# [The problem]
Find the line that contains "Reviewer note: every instance of the shadow" and print it and every line after it, exactly, please.

---------- Extracted information ----------

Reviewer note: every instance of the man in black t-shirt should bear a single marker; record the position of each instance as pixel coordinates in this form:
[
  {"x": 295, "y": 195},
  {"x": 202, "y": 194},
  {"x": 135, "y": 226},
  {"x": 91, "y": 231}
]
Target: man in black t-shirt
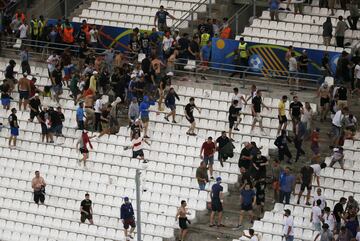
[
  {"x": 14, "y": 127},
  {"x": 35, "y": 107},
  {"x": 160, "y": 19},
  {"x": 245, "y": 157},
  {"x": 56, "y": 79},
  {"x": 342, "y": 95},
  {"x": 189, "y": 114},
  {"x": 306, "y": 176},
  {"x": 295, "y": 110},
  {"x": 233, "y": 115},
  {"x": 86, "y": 209},
  {"x": 257, "y": 103},
  {"x": 338, "y": 213}
]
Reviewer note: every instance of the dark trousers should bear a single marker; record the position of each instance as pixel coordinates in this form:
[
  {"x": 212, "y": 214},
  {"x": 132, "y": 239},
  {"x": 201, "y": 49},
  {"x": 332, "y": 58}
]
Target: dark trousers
[
  {"x": 97, "y": 125},
  {"x": 39, "y": 196},
  {"x": 282, "y": 152},
  {"x": 286, "y": 196},
  {"x": 340, "y": 41},
  {"x": 353, "y": 22},
  {"x": 298, "y": 146}
]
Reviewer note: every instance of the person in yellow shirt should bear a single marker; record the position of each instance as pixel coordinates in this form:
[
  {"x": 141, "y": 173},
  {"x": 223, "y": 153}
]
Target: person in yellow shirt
[
  {"x": 93, "y": 80},
  {"x": 282, "y": 114}
]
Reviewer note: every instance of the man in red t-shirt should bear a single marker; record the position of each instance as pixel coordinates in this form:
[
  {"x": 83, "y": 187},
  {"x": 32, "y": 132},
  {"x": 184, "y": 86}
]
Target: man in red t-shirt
[{"x": 208, "y": 148}]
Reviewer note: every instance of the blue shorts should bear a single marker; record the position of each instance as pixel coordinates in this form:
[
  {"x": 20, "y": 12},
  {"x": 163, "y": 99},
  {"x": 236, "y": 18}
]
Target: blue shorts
[
  {"x": 14, "y": 131},
  {"x": 5, "y": 101}
]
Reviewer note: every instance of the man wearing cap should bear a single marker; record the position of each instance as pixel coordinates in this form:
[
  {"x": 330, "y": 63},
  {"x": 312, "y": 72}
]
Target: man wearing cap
[
  {"x": 14, "y": 127},
  {"x": 127, "y": 218},
  {"x": 86, "y": 209},
  {"x": 217, "y": 199},
  {"x": 288, "y": 231},
  {"x": 35, "y": 107},
  {"x": 24, "y": 91}
]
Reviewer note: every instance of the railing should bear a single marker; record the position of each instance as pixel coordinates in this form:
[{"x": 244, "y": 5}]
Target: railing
[
  {"x": 221, "y": 73},
  {"x": 188, "y": 14},
  {"x": 235, "y": 17},
  {"x": 264, "y": 76}
]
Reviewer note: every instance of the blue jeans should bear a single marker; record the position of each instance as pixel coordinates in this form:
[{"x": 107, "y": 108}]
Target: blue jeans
[
  {"x": 289, "y": 238},
  {"x": 286, "y": 196}
]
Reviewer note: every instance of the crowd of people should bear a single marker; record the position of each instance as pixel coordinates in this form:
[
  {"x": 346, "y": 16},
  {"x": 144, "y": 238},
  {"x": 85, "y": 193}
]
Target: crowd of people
[{"x": 104, "y": 84}]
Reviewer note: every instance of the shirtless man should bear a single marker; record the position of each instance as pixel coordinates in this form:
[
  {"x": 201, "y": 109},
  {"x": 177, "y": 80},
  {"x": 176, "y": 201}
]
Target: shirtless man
[
  {"x": 181, "y": 215},
  {"x": 324, "y": 95},
  {"x": 24, "y": 91}
]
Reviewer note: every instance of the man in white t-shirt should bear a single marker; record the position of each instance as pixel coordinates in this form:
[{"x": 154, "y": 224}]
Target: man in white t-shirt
[
  {"x": 97, "y": 109},
  {"x": 241, "y": 100},
  {"x": 23, "y": 30},
  {"x": 288, "y": 230},
  {"x": 316, "y": 215},
  {"x": 137, "y": 146},
  {"x": 328, "y": 218},
  {"x": 251, "y": 235},
  {"x": 293, "y": 69},
  {"x": 317, "y": 169},
  {"x": 318, "y": 196},
  {"x": 94, "y": 36}
]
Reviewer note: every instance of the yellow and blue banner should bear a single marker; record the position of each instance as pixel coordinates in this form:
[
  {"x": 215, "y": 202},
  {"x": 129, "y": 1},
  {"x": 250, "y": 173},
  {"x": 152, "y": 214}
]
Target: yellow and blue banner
[{"x": 266, "y": 58}]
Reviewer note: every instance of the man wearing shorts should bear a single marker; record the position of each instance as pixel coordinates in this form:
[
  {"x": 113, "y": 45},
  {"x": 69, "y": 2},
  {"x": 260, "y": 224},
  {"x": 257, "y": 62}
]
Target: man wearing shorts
[
  {"x": 86, "y": 209},
  {"x": 207, "y": 152},
  {"x": 241, "y": 100},
  {"x": 282, "y": 114},
  {"x": 189, "y": 114},
  {"x": 127, "y": 217},
  {"x": 35, "y": 107},
  {"x": 181, "y": 216},
  {"x": 24, "y": 91},
  {"x": 248, "y": 201},
  {"x": 217, "y": 198},
  {"x": 257, "y": 103},
  {"x": 137, "y": 146},
  {"x": 170, "y": 103},
  {"x": 144, "y": 113},
  {"x": 324, "y": 94},
  {"x": 160, "y": 18},
  {"x": 306, "y": 175},
  {"x": 233, "y": 116},
  {"x": 14, "y": 127}
]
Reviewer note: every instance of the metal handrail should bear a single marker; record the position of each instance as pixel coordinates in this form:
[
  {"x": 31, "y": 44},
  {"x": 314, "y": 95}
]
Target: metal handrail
[{"x": 191, "y": 11}]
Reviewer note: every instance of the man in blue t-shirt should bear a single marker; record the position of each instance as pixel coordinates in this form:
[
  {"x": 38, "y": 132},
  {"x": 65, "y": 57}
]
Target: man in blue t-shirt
[
  {"x": 160, "y": 19},
  {"x": 247, "y": 200},
  {"x": 217, "y": 196}
]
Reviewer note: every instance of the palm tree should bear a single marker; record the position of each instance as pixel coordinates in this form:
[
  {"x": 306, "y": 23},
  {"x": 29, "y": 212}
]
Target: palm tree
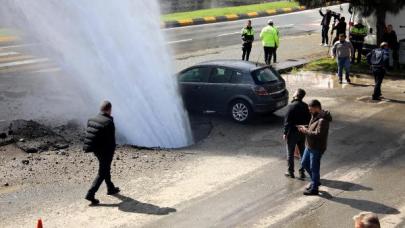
[{"x": 367, "y": 7}]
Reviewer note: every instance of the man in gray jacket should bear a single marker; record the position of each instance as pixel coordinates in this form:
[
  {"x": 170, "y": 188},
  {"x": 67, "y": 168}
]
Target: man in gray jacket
[
  {"x": 343, "y": 50},
  {"x": 316, "y": 143}
]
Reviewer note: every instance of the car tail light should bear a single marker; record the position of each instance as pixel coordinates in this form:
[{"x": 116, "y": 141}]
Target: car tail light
[{"x": 261, "y": 91}]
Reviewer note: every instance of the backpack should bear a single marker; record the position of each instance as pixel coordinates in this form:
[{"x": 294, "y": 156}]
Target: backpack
[{"x": 377, "y": 57}]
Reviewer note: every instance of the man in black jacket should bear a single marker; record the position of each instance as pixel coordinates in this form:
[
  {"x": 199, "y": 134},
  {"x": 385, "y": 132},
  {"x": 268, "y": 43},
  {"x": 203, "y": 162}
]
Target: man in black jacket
[
  {"x": 297, "y": 114},
  {"x": 100, "y": 139},
  {"x": 326, "y": 18}
]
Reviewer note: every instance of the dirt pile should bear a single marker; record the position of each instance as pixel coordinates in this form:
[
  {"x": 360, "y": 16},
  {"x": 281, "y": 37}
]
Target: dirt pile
[{"x": 33, "y": 137}]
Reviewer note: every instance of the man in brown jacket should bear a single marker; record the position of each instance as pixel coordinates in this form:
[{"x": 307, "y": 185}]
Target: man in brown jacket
[{"x": 316, "y": 143}]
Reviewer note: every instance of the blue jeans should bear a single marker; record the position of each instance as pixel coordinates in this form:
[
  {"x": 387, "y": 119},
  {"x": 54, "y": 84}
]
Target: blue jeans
[
  {"x": 343, "y": 63},
  {"x": 311, "y": 162}
]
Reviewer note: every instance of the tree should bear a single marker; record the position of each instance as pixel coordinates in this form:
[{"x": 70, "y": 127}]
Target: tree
[{"x": 367, "y": 7}]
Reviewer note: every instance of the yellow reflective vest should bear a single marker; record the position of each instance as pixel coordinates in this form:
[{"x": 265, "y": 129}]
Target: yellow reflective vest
[{"x": 269, "y": 37}]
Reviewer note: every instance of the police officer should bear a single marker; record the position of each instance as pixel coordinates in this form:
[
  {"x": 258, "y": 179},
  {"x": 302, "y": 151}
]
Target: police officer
[
  {"x": 270, "y": 41},
  {"x": 357, "y": 34},
  {"x": 100, "y": 139},
  {"x": 248, "y": 36}
]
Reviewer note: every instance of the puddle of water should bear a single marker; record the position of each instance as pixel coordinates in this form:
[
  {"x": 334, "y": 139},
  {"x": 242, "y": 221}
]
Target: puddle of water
[{"x": 325, "y": 81}]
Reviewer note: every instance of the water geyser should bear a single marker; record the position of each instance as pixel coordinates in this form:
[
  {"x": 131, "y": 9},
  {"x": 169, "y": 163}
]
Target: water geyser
[{"x": 115, "y": 50}]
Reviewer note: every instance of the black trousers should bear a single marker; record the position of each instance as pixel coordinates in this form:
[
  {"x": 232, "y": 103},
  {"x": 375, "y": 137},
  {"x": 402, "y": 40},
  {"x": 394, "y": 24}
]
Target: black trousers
[
  {"x": 325, "y": 37},
  {"x": 268, "y": 54},
  {"x": 379, "y": 74},
  {"x": 358, "y": 47},
  {"x": 294, "y": 139},
  {"x": 104, "y": 172},
  {"x": 246, "y": 49}
]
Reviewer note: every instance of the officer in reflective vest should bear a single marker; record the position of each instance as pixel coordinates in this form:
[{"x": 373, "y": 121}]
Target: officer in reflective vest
[
  {"x": 248, "y": 36},
  {"x": 270, "y": 41},
  {"x": 357, "y": 34}
]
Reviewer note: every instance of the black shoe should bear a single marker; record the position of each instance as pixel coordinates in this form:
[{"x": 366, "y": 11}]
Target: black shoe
[
  {"x": 93, "y": 200},
  {"x": 311, "y": 192},
  {"x": 113, "y": 191},
  {"x": 289, "y": 174}
]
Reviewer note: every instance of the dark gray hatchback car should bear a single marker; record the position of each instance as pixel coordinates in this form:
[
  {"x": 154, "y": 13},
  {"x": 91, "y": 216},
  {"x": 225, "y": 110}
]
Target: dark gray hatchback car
[{"x": 233, "y": 87}]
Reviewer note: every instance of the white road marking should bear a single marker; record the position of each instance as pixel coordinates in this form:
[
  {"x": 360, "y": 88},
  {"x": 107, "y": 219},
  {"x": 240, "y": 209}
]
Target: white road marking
[
  {"x": 18, "y": 46},
  {"x": 5, "y": 54},
  {"x": 24, "y": 62},
  {"x": 228, "y": 34},
  {"x": 180, "y": 41}
]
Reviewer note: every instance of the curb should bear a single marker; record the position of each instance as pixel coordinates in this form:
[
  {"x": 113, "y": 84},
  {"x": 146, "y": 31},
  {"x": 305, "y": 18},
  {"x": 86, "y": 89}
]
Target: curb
[{"x": 229, "y": 17}]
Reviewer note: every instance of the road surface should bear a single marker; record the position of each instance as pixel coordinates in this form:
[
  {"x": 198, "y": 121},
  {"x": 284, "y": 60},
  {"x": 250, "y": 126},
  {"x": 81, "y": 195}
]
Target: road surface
[{"x": 200, "y": 37}]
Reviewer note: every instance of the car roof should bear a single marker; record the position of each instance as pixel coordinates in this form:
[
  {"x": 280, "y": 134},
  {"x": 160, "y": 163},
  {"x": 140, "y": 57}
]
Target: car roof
[{"x": 234, "y": 64}]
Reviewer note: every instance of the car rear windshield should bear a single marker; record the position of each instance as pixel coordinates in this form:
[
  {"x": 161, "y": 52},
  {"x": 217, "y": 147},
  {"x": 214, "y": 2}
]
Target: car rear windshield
[{"x": 265, "y": 76}]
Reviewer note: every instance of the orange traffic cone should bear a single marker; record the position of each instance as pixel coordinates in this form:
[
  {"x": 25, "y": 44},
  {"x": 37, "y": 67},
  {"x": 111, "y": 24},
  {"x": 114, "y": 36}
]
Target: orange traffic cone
[{"x": 39, "y": 224}]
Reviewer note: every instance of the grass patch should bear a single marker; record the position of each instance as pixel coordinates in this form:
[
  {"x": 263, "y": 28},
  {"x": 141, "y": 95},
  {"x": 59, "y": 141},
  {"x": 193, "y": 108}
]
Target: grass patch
[
  {"x": 329, "y": 65},
  {"x": 229, "y": 10}
]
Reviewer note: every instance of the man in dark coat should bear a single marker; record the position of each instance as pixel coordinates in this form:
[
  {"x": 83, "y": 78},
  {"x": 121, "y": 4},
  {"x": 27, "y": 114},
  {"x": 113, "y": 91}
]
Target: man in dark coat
[
  {"x": 100, "y": 139},
  {"x": 326, "y": 18},
  {"x": 390, "y": 36},
  {"x": 297, "y": 114},
  {"x": 316, "y": 144},
  {"x": 340, "y": 28}
]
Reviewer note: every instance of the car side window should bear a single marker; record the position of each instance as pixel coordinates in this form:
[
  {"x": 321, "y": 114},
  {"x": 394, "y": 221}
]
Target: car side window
[
  {"x": 199, "y": 74},
  {"x": 239, "y": 78},
  {"x": 220, "y": 75}
]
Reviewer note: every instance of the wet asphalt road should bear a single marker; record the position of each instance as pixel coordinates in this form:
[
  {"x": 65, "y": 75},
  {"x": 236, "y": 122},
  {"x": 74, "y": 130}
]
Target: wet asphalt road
[
  {"x": 234, "y": 178},
  {"x": 201, "y": 37}
]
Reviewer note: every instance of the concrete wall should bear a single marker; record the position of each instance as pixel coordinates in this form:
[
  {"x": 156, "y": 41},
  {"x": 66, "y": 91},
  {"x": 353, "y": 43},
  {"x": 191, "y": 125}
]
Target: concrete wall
[{"x": 170, "y": 6}]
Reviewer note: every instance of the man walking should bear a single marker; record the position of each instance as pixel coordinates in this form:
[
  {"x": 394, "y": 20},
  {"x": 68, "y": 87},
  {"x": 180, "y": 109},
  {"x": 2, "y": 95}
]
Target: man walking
[
  {"x": 297, "y": 115},
  {"x": 390, "y": 36},
  {"x": 248, "y": 36},
  {"x": 379, "y": 60},
  {"x": 342, "y": 50},
  {"x": 340, "y": 29},
  {"x": 270, "y": 41},
  {"x": 100, "y": 139},
  {"x": 316, "y": 144},
  {"x": 357, "y": 34},
  {"x": 326, "y": 18}
]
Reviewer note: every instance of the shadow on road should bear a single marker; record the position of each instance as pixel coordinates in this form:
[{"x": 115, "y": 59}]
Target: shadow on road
[
  {"x": 345, "y": 186},
  {"x": 362, "y": 205},
  {"x": 133, "y": 206}
]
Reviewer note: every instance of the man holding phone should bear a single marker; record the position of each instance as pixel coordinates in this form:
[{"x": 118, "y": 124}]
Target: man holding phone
[
  {"x": 316, "y": 143},
  {"x": 297, "y": 114}
]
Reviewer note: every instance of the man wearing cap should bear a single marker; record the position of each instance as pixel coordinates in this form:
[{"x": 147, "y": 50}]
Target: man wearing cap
[
  {"x": 297, "y": 115},
  {"x": 270, "y": 41},
  {"x": 379, "y": 61}
]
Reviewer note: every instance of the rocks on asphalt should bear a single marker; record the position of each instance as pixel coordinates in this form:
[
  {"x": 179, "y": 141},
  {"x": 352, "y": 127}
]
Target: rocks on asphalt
[{"x": 33, "y": 137}]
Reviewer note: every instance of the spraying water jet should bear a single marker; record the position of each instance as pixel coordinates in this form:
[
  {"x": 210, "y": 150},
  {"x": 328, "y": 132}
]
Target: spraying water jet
[{"x": 114, "y": 50}]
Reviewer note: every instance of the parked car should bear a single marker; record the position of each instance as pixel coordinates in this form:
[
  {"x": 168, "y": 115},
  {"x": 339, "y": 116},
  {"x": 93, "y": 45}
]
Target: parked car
[{"x": 238, "y": 88}]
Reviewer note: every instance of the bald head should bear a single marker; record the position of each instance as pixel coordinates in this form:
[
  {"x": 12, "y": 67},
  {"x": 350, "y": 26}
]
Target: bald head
[{"x": 106, "y": 107}]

----------

# [Complete response]
Reviewer note: every instance of the shadow on road should bear a single marker; record the position of each instance as pixel coordinates in this form:
[{"x": 115, "y": 59}]
Target: shadow on road
[
  {"x": 345, "y": 186},
  {"x": 362, "y": 205},
  {"x": 133, "y": 206}
]
Reviewer note: every instance of the man holding phone should bear a single marker; record the position of each instance as pixel coordinates in this form:
[{"x": 118, "y": 124}]
Target: man holding phone
[
  {"x": 316, "y": 143},
  {"x": 297, "y": 114}
]
Reviewer note: every instance of the man wearing cap should bear a single marker; record the position of each instance as pixel coordinates in this form:
[{"x": 147, "y": 50}]
Target: man wearing cap
[
  {"x": 297, "y": 115},
  {"x": 270, "y": 41},
  {"x": 379, "y": 61}
]
Reviewer note: every instance of the rocks on asphalt should bear a single marker; record the position of each instance as pixel coordinates in this form:
[
  {"x": 179, "y": 141},
  {"x": 352, "y": 127}
]
Target: rocks on asphalt
[{"x": 33, "y": 137}]
Reviewer note: every instance of the spraying water jet should bear a single marker; record the position of each instance as pixel coordinates in this form:
[
  {"x": 210, "y": 150},
  {"x": 328, "y": 132}
]
Target: spraying water jet
[{"x": 114, "y": 50}]
Reviewer note: every instance of the parked car should bear a single marker; record the position of each instance as pixel coordinates in this form:
[
  {"x": 168, "y": 115},
  {"x": 339, "y": 116},
  {"x": 93, "y": 45}
]
Target: parked car
[{"x": 238, "y": 88}]
Reviewer note: every instance of the bald head should bear a single marker; record the position of each instance as pixel coordinates in this form:
[
  {"x": 12, "y": 67},
  {"x": 350, "y": 26}
]
Target: bald head
[{"x": 106, "y": 107}]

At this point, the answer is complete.